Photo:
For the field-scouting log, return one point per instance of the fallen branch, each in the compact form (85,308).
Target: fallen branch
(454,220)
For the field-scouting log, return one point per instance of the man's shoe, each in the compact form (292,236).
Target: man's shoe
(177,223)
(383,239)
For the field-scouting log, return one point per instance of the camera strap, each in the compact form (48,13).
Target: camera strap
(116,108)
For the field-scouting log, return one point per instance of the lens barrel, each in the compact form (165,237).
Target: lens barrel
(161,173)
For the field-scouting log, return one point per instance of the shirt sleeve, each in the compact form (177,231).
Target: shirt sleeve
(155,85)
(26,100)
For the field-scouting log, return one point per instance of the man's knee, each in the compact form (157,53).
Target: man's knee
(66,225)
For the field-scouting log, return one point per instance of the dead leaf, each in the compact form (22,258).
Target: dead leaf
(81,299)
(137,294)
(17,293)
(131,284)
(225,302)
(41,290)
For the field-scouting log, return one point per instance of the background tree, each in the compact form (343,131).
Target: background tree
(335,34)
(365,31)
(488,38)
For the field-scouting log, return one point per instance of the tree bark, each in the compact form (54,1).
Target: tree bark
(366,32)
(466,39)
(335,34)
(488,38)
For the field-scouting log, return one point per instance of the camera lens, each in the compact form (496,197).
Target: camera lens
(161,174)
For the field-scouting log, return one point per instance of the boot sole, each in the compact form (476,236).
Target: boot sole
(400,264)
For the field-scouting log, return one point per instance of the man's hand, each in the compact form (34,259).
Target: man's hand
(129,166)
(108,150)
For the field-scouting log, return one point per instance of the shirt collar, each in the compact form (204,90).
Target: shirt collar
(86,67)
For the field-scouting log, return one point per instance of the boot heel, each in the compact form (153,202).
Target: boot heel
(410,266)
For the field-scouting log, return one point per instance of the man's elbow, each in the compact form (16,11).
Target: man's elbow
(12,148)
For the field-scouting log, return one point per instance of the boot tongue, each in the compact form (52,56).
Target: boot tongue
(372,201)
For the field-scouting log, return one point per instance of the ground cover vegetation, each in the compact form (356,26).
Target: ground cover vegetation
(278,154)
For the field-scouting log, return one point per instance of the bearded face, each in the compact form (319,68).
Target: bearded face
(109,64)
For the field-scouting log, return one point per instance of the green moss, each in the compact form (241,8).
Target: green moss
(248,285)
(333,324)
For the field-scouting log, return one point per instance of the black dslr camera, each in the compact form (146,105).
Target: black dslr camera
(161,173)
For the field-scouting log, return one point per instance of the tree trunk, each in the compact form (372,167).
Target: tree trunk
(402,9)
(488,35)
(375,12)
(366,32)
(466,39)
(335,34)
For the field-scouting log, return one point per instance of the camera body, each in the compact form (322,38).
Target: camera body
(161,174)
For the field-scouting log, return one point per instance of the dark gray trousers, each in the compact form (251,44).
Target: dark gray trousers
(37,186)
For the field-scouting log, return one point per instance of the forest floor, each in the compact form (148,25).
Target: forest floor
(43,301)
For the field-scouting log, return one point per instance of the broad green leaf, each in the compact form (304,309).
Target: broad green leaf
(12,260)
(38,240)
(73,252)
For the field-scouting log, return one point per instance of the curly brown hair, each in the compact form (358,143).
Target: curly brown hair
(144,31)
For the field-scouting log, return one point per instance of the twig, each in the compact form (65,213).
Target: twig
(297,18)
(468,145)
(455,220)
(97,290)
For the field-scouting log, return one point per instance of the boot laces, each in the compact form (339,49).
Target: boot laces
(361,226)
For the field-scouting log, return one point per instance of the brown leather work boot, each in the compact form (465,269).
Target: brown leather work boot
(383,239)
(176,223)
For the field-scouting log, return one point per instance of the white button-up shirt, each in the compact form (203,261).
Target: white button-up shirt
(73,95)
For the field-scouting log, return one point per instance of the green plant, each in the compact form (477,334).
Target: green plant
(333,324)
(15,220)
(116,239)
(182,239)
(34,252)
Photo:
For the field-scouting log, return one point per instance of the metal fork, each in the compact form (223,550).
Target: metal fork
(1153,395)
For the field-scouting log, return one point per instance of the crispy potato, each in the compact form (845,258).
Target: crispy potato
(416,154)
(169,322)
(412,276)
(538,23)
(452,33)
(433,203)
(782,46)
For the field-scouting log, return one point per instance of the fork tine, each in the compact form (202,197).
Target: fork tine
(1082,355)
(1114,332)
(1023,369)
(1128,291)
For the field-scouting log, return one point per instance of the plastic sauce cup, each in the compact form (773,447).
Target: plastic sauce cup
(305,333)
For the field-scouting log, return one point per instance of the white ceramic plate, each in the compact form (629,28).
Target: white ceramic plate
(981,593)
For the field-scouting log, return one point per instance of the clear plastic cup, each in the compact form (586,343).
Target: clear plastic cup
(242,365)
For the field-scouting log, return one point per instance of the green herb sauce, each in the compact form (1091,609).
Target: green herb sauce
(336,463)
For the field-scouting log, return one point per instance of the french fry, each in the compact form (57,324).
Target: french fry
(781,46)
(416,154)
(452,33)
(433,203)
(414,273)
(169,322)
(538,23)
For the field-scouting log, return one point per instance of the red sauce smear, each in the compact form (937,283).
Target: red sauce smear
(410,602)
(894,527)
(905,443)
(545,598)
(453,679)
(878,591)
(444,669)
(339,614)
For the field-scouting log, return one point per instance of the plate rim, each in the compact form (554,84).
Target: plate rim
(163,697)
···
— WORK INSTRUCTION —
Retype the portion of the data above that starts on the line with "Target: man's knee" and finishes on the line with "compact form (34,259).", including both of those lines.

— SOLVED PROBLEM —
Target: man's knee
(66,225)
For the field-scouting log, return one point per instance of the dead leaf, each in the compact form (22,258).
Target: dead leaf
(81,299)
(137,294)
(17,293)
(131,284)
(225,302)
(41,290)
For the field-scouting log, return one point per instance of the background tree, each in the compact form (343,131).
Target: background tree
(335,34)
(365,31)
(488,38)
For the field-scouting log, return one point per instance of the tree bark, each in the compact form (54,1).
Target: tree bark
(366,32)
(466,39)
(335,34)
(488,38)
For the field-scouting log, return one point per instance of the camera lens, each in the compact form (496,197).
Target: camera lens
(161,174)
For the field-scouting log, return one point per instance of the boot sole, each in the compact form (476,236).
Target: boot sole
(400,264)
For the field-scouting log, return one point per instance of the man's hand, each in the compact form (34,259).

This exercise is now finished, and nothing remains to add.